═════ PROVIDED INFORMATION ═════
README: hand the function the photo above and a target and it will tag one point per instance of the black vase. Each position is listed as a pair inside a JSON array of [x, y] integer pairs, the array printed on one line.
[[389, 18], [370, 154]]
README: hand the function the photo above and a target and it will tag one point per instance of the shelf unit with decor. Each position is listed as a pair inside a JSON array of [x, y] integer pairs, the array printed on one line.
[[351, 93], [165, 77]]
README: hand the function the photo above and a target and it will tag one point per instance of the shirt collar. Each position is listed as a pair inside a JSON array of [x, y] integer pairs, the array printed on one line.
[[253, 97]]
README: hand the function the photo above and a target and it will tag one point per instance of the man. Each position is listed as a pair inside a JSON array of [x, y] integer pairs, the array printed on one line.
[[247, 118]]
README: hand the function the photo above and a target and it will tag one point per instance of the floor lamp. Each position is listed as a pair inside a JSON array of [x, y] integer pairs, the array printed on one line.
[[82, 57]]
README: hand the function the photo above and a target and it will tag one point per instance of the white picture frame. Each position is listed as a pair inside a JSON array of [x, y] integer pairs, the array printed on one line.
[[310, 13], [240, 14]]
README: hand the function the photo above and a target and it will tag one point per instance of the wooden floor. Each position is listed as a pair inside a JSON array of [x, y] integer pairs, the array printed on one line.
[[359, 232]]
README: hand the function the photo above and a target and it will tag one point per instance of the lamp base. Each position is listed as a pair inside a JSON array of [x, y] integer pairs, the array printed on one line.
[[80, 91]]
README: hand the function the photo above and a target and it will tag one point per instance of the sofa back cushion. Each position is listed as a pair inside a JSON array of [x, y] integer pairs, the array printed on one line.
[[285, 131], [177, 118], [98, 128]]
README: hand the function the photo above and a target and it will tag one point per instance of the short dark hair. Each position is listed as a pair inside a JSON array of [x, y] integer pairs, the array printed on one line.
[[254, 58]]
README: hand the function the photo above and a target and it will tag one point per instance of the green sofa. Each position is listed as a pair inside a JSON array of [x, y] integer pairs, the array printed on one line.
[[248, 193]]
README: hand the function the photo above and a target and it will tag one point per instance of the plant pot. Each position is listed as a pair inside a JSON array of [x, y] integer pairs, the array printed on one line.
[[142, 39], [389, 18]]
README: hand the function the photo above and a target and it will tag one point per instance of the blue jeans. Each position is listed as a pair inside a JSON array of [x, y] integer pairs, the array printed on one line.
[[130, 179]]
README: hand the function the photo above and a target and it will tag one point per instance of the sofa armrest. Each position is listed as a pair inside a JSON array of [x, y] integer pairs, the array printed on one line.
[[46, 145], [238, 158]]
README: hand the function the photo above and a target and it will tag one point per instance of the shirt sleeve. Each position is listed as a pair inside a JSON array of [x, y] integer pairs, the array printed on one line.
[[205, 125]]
═════
WHAT TO PRODUCE: Each of the records should be written out again, exactly as it reads.

WRITTEN SOLUTION:
README: hand the function the photo above and a target and it will tag one point per instance of the black vase. Each position is listed as a pair inside a JSON array of [x, y] integer pairs, the array printed on one line.
[[389, 18], [370, 154]]
README: hand the function the photo above and a target and it will tag one point per instance of the shelf unit with decor. Each position is listed as a pair inside a JSON array of [x, y] integer pairs, the array printed on one line.
[[351, 93], [165, 77]]
README: hand the function the photo above and a target and it will tag one point per instance of the shirt collar. Each position is listed as a pair inside a JSON array of [x, y] integer pairs, the array printed on one line.
[[253, 97]]
README: hand the function the photo above and a target and it will tag one point per instance of the man. Each position is listed as a pair inside a JSON array of [x, y] integer pairs, the array printed on one line.
[[247, 118]]
README: hand the function the photo above and a target and it will tag one point per instance of the floor lamp. Each position is listed as a pair inside a JSON array of [x, y] integer pairs, the array printed on one line.
[[82, 57]]
README: hand the function the photo above and a target and it will tag one point per instance of the white picture frame. Each position is listed as a pair inside a JSON array of [x, y] integer pairs, the array printed on one line.
[[310, 13], [240, 14]]
README: hand the function the photo above and a target and it will tag one point per instance of the wooden floor. Each position is listed as a pair inside a JSON array of [x, y] integer pairs, the array printed on one line.
[[359, 232]]
README: hand the function the photo above and a target and it will tag one point per instance of the lamp base. Each position is listed as a pair inside a JSON array of [x, y] integer pairs, the array printed on one line.
[[80, 91]]
README: hand the function the photo above and a target and it will tag one point per instance of the sofa back cushion. Each position is listed as a pair inside a JSON array of [x, y] integer pairs, the array printed on one line.
[[285, 131], [177, 118], [98, 128]]
README: hand the function the photo above and a target and it will tag one point per instance of the short dark hair. Each position is listed as a pair inside a JSON array of [x, y] integer pairs, the array printed on one line.
[[254, 58]]
README: hand the function the photo above and a target and it will tag one point per instance of the green sofa. Each position is listed as a pair inside a JSON array of [x, y] integer pairs, the array printed on one line.
[[248, 193]]
README: hand the function the photo above and a target and it will tag one point per instance of the plant pot. Each position is listed as a pair inside a JSON array of [x, y] integer pairs, the array printed on one line.
[[142, 39], [389, 18]]
README: hand the function the photo above and a target and it will tag one point per instance of the blue jeans. Each position is listed as a pair inside a JSON array of [x, y] integer pairs, the array printed on one line.
[[130, 179]]
README: hand the function the photo above and a target and it will tag one point per instance of the sofa armrest. Each position is listed as a pair inside a JSON array of [x, y] integer pairs, the array printed on one line.
[[46, 145], [238, 158]]
README: hand the function the photo above and a target and it will tag one point per instance of the shirt sleeve. Each position is listed as a pair inside a JSON array of [x, y] integer pairs, the array printed on one line.
[[205, 125]]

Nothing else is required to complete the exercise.